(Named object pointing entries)
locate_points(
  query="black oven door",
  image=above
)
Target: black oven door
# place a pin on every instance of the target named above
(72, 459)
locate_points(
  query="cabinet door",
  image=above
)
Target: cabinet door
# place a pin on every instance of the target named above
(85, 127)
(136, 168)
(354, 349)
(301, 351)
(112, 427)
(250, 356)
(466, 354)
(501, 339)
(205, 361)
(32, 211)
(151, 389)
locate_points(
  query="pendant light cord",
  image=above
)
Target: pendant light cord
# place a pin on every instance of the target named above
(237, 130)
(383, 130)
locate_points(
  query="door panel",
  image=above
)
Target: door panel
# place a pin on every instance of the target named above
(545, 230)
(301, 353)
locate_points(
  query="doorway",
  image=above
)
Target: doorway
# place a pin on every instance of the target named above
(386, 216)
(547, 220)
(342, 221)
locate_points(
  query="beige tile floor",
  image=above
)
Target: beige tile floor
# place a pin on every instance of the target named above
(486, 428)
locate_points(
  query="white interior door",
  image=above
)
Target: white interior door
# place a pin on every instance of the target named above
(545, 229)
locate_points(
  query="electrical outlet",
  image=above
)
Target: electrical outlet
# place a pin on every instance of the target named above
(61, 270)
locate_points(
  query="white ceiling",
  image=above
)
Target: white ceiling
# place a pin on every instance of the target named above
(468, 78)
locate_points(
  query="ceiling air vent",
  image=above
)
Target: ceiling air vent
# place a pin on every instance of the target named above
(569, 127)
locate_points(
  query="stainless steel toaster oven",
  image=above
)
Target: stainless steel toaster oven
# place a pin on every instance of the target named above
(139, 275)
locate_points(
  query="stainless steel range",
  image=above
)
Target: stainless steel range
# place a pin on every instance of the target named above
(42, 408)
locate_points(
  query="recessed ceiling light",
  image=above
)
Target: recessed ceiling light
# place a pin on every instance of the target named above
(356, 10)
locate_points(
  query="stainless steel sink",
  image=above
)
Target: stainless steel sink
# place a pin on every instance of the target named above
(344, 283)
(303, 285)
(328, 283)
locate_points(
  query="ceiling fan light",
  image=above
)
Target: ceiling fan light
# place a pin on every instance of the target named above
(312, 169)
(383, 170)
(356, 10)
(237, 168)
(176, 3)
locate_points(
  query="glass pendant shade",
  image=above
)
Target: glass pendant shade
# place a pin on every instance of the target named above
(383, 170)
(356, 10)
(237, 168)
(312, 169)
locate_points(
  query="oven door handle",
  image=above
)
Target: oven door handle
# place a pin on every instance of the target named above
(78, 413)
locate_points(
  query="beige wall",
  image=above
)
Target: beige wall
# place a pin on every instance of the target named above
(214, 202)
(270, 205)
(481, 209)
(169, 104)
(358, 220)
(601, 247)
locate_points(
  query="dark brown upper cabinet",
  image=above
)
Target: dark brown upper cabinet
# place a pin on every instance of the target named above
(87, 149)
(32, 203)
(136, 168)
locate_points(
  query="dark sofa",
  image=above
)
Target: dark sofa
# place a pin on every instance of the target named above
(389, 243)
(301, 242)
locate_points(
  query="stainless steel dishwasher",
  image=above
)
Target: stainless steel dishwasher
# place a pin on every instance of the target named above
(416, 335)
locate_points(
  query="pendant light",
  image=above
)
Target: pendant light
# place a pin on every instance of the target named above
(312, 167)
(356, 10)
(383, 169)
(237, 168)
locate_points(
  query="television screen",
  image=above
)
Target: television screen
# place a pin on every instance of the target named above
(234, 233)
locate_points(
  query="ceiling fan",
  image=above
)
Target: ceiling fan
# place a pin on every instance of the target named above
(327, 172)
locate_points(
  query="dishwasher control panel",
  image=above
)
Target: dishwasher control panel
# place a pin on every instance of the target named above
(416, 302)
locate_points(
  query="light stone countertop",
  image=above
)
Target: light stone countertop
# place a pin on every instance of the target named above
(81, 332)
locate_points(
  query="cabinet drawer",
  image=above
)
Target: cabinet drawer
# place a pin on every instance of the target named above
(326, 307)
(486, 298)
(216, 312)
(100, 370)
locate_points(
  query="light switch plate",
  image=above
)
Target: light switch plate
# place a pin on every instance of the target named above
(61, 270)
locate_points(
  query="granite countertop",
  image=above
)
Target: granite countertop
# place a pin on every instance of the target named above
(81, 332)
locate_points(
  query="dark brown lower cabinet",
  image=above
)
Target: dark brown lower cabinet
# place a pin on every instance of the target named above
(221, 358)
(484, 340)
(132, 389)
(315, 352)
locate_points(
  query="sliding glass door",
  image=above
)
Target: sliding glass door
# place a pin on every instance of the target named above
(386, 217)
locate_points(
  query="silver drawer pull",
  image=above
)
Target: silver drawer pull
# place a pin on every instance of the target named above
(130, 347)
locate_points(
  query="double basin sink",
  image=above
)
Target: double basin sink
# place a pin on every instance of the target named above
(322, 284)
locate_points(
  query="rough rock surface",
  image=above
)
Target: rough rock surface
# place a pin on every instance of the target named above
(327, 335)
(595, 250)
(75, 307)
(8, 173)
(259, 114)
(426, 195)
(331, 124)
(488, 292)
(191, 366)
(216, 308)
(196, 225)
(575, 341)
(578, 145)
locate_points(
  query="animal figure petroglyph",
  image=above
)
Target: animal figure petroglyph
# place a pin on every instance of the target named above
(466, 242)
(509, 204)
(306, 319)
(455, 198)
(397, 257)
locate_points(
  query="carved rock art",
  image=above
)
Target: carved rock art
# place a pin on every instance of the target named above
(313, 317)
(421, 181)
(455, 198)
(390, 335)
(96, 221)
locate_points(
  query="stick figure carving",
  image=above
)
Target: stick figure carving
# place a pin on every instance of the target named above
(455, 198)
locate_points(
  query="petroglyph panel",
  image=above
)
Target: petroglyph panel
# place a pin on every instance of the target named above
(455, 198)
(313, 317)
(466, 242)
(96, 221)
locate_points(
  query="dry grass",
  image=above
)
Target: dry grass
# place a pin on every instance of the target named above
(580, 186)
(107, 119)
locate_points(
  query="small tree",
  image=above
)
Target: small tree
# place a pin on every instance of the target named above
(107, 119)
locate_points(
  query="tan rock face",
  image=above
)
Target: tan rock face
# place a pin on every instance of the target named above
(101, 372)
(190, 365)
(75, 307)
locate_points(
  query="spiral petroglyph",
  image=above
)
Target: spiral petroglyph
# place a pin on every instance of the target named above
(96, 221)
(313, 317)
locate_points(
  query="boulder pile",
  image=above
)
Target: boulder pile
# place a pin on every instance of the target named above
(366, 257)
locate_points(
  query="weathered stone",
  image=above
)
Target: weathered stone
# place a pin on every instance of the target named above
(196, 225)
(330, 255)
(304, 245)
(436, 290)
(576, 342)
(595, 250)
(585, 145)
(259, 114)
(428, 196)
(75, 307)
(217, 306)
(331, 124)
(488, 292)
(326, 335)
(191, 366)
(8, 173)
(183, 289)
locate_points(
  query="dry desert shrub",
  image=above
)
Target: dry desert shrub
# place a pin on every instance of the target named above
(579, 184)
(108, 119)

Stated task: Copy the records above exactly.

Complete response:
locate_points(
  query="black oven door",
  image=above
)
Target: black oven door
# place a pin on every instance of the target named above
(72, 459)
locate_points(
  query="cabinet door",
  image=above
)
Target: cabinet door
# place a pin on every instance of the target named above
(85, 127)
(136, 168)
(354, 349)
(301, 351)
(112, 427)
(250, 356)
(466, 354)
(501, 339)
(205, 361)
(32, 211)
(151, 389)
locate_points(
  query="pendant light cord",
  image=above
)
Target: pendant light cord
# place a pin on every instance of the target named above
(237, 130)
(383, 130)
locate_points(
  query="door panel",
  image=above
)
Target: door panel
# place a pin on every instance of the target named above
(545, 230)
(301, 353)
locate_points(
  query="doorway",
  image=above
)
Target: doorway
# place a pin on every instance of the target named above
(386, 216)
(547, 220)
(342, 221)
locate_points(
  query="beige tile floor",
  image=above
)
Target: beige tile floor
# place a pin on every instance of the target named above
(486, 428)
locate_points(
  query="white interior door",
  image=above
)
Target: white interior door
# place a pin on every instance of the target named above
(545, 229)
locate_points(
  query="electrical outlet",
  image=above
)
Target: electrical outlet
# place a pin on every instance of the target named above
(61, 270)
locate_points(
  query="white ceiling",
  image=above
)
Target: white ceiling
# place a pin on every instance of the target named above
(468, 78)
locate_points(
  query="ceiling air vent",
  image=above
)
Target: ceiling air vent
# place a pin on every instance of the target named above
(569, 127)
locate_points(
  query="stainless steel toaster oven",
  image=above
)
Target: stainless steel toaster oven
# place a pin on every instance of the target named above
(139, 275)
locate_points(
  query="stainless steel range",
  image=above
)
Target: stainless steel range
# place a pin on every instance of the target named above
(42, 408)
locate_points(
  query="recessed ceiling light",
  image=above
)
Target: recessed ceiling light
# place a pin on every instance of the target named above
(356, 10)
locate_points(
  query="stainless steel sink",
  image=above
)
Target: stainless steel sink
# place a pin on every instance of the target named above
(344, 283)
(303, 285)
(328, 283)
locate_points(
  query="ceiling fan light",
  image=above
)
Target: ceiling fan light
# place a pin on every instance of the target named above
(312, 169)
(383, 170)
(356, 10)
(237, 168)
(176, 3)
locate_points(
  query="glass pendant shade",
  image=above
)
Target: glass pendant shade
# place a pin on every instance of the target named above
(383, 170)
(356, 10)
(237, 168)
(312, 169)
locate_points(
  query="oven door handle",
  image=above
)
Target: oven door handle
# place a pin on every instance of the target named above
(78, 413)
locate_points(
  query="beige wall",
  image=above
)
Target: beige wall
# place a pin on every instance of the target named above
(214, 202)
(270, 205)
(481, 209)
(169, 104)
(358, 220)
(601, 247)
locate_points(
  query="dark brown upper cabinet",
  image=above
)
Target: dark brown upper cabinet
# place a pin on every instance of the target named above
(87, 149)
(32, 203)
(136, 168)
locate_points(
  query="dark sofa",
  image=above
)
Target: dark sofa
# place a pin on every instance of the target named above
(389, 243)
(301, 242)
locate_points(
  query="stainless steel dishwasher",
  image=above
)
Target: stainless steel dishwasher
# place a pin on every instance of the target named above
(416, 335)
locate_points(
  query="pendant light",
  image=above
)
Target: pendant light
# place a pin on every instance of the target named above
(312, 167)
(356, 10)
(383, 169)
(237, 168)
locate_points(
  query="television screen",
  image=above
)
Target: television screen
# place a pin on every instance of the target named above
(234, 233)
locate_points(
  query="ceiling fan",
  image=above
)
Target: ceiling fan
# place a pin on every instance of the target named above
(327, 172)
locate_points(
  query="dishwasher control panel",
  image=above
)
Target: dishwasher control panel
# place a pin on every instance of the target named above
(416, 302)
locate_points(
  query="light stone countertop",
  image=above
)
Target: light stone countertop
# place a pin on every instance of the target named above
(81, 332)
locate_points(
  query="cabinet drawer",
  image=above
)
Target: cabinet drawer
# place a pin on every instance of the target named above
(326, 307)
(486, 298)
(216, 312)
(100, 370)
locate_points(
  query="light switch plate",
  image=above
)
Target: light switch plate
# place a pin on every instance of the target named above
(61, 270)
locate_points(
  query="granite countertop",
  image=above
)
Target: granite countertop
# place a pin on every instance of the target named above
(81, 332)
locate_points(
  query="dark brown lower cabinet",
  image=above
)
Target: dark brown lower cabinet
# place a pin on every instance of the target named above
(221, 358)
(484, 340)
(132, 389)
(315, 352)
locate_points(
  query="sliding glass door",
  image=above
)
Target: sliding glass door
# place a pin on every instance of the target named above
(386, 217)
locate_points(
  query="silver drawer pull",
  image=above
)
Target: silver drawer pull
# place a pin on every instance of the target named above
(130, 347)
locate_points(
  query="double basin sink",
  image=above
)
Target: double basin sink
# place a pin on every instance of the target named above
(322, 284)
locate_points(
  query="rough rock surface",
  image=above
)
Target: rough rock surface
# place a pin on every instance of the target named above
(327, 335)
(595, 250)
(75, 307)
(8, 173)
(259, 114)
(426, 195)
(331, 124)
(488, 292)
(191, 366)
(216, 308)
(196, 225)
(575, 341)
(578, 145)
locate_points(
  query="animal figure petroglyph",
  image=above
)
Target: animal figure petroglyph
# place a pin on every instance of the target named above
(466, 242)
(509, 204)
(306, 319)
(455, 198)
(397, 257)
locate_points(
  query="carved rock art",
  image=above
)
Target: carved rock art
# place a pin on every instance of the target named above
(313, 317)
(421, 181)
(455, 198)
(390, 335)
(96, 221)
locate_points(
  query="stick figure carving",
  image=above
)
Target: stick figure carving
# place a pin on every instance of the target named above
(455, 198)
locate_points(
  query="petroglyph panel",
  image=above
)
Target: petroglyph panel
# place a pin on every instance of the target named above
(455, 198)
(313, 317)
(466, 242)
(96, 221)
locate_points(
  query="dry grass",
  image=above
)
Target: dry grass
# place a pin on every instance of the target named above
(580, 186)
(107, 119)
locate_points(
  query="small tree",
  image=above
)
Target: small tree
# place a pin on every instance of the target named above
(107, 119)
locate_points(
  query="tan rock face",
  image=above
)
Target: tan rock face
# place a pin on every instance of the target named above
(101, 372)
(190, 365)
(75, 307)
locate_points(
  query="spiral petroglyph",
  image=above
)
Target: spiral petroglyph
# place a pin on every instance of the target named above
(96, 221)
(313, 317)
locate_points(
  query="boulder pile",
  image=above
)
Target: boulder pile
# place a pin on every instance of the target named above
(366, 257)
locate_points(
  query="weathered stone",
  image=above
)
Target: weathered stone
# place a pin on every instance of the target named above
(196, 225)
(330, 255)
(304, 245)
(436, 290)
(576, 342)
(595, 250)
(585, 145)
(259, 114)
(428, 196)
(75, 307)
(217, 306)
(331, 124)
(488, 292)
(326, 335)
(191, 366)
(8, 173)
(183, 289)
locate_points(
  query="dry desert shrub",
  image=above
)
Target: dry desert shrub
# place a pin on every instance of the target named above
(579, 184)
(108, 119)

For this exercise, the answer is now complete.